» **ТЕКСТ ОТРЫВКА**:

────────────────────────────────────────

Вдруг была разрешена самодеятельность, появился воспитатель с газетами, изредка стали привозить кино.
На маленькой сцене в столовой девушки начали репетировать какую-то пьеску. Мольбами и уговорами они заставили меня пойти посмотреть репетиции.
Меня тронула их сценическая жажда и неумелость. Поправляя мизансцены и помогая раскрыть образ, я увлеклась сама, забыла о страшной действительности и о слове, данном себе: никогда больше не ступать ногой на лагерную сцену.
Местное начальство в запретах и разрешениях редко знало меру. В таёжной глухомани им и самим было скучно, и среди них опять началось соревнование за лучшую самодеятельность. Зачислив особо одарённых участников самодеятельности на какую-нибудь фиктивную должность, их порой и вовсе освобождали от работы до следующего этапа.

────────────────────────────────────────

» **ЗАДАНИЕ**: Продолжите отрывок о лагерной самодеятельности, начав сразу после его последнего предложения. Приведённый далее материал для работы не понадобится.

» **ИСХОДНЫЙ МАТЕРИАЛ**:
────────────────────────────────────────

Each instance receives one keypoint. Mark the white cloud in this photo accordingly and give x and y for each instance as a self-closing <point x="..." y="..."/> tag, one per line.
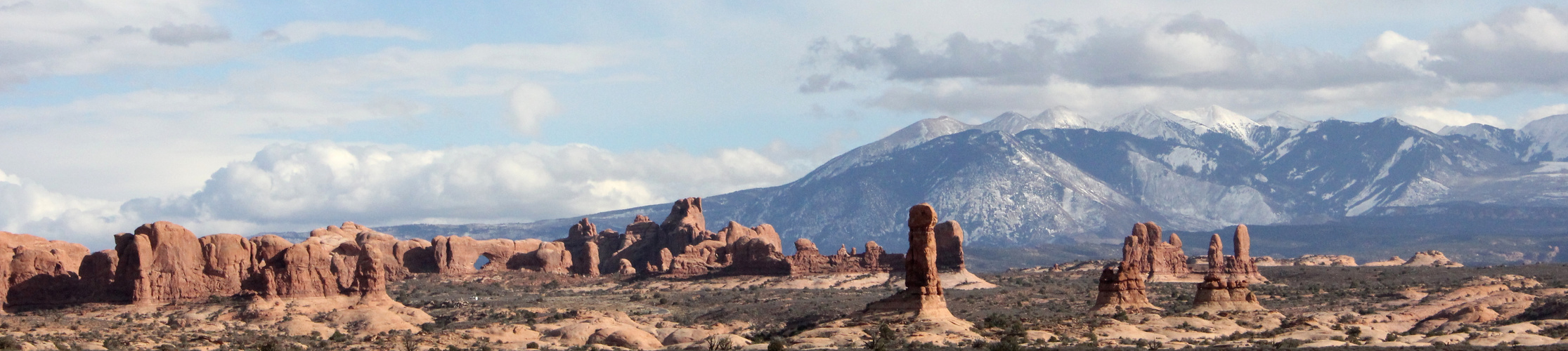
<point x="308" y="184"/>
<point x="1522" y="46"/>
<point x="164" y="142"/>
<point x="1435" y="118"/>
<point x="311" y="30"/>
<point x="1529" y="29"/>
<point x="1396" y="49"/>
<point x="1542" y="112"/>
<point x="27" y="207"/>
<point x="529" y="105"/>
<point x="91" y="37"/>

────────────────────────────────────────

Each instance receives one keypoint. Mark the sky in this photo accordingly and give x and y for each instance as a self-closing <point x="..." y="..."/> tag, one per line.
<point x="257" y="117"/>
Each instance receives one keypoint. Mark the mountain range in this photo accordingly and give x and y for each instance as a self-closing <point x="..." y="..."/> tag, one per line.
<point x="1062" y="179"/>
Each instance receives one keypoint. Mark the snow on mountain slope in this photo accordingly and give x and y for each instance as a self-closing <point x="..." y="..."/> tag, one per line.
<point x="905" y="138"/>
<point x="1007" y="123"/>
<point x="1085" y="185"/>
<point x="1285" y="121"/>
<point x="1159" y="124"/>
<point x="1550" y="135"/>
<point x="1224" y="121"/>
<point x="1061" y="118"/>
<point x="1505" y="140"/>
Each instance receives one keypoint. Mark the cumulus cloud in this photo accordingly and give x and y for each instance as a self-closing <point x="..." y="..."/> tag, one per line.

────────────────────────────────────────

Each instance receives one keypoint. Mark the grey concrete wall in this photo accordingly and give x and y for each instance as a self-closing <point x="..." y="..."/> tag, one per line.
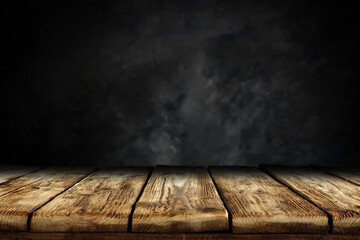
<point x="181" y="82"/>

────────────────────────────────────────

» **ОТВЕТ К ЗАДАНИЮ**:
Смешная и жалкая была эта самодеятельность. Пьесы не пишутся для одних только женщин или мужчин. И можно было себе представить, как выглядел седобородый профессор Окаёмов со звонким девичьим голосом и косой, выбивающейся из-под ярмолки. Или грудастый, широкобёдрый Леонид Борисович. И как выглядела Машенька в самодеятельности мужской зоны в исполнении юноши с мягким тенором и пробивающимися усами.
Но человек ко всему привыкает. Глядя на сцену, изголодавшиеся зрители не замечали не писклявого голоса Окаёмова, ни модных грудей Леонида Борисовича. Плакали над заброшенностью Машеньки и над запоздалым раскаянием старого академика.
Минула еще одна зима. Наступило лето. Пришел и ушел август 1952-го — время окончания моего срока. Я встретила эту дату без радости и печали. Я давно привыкла к тому, что отсюда выхода нет. Теперь уже не разыгрывались спектакли с вручением нового срока, как это было раньше. (Зека вызывали, поздравляли с окончанием срока и просили расписаться за новый.) Теперь не освобождали — и все.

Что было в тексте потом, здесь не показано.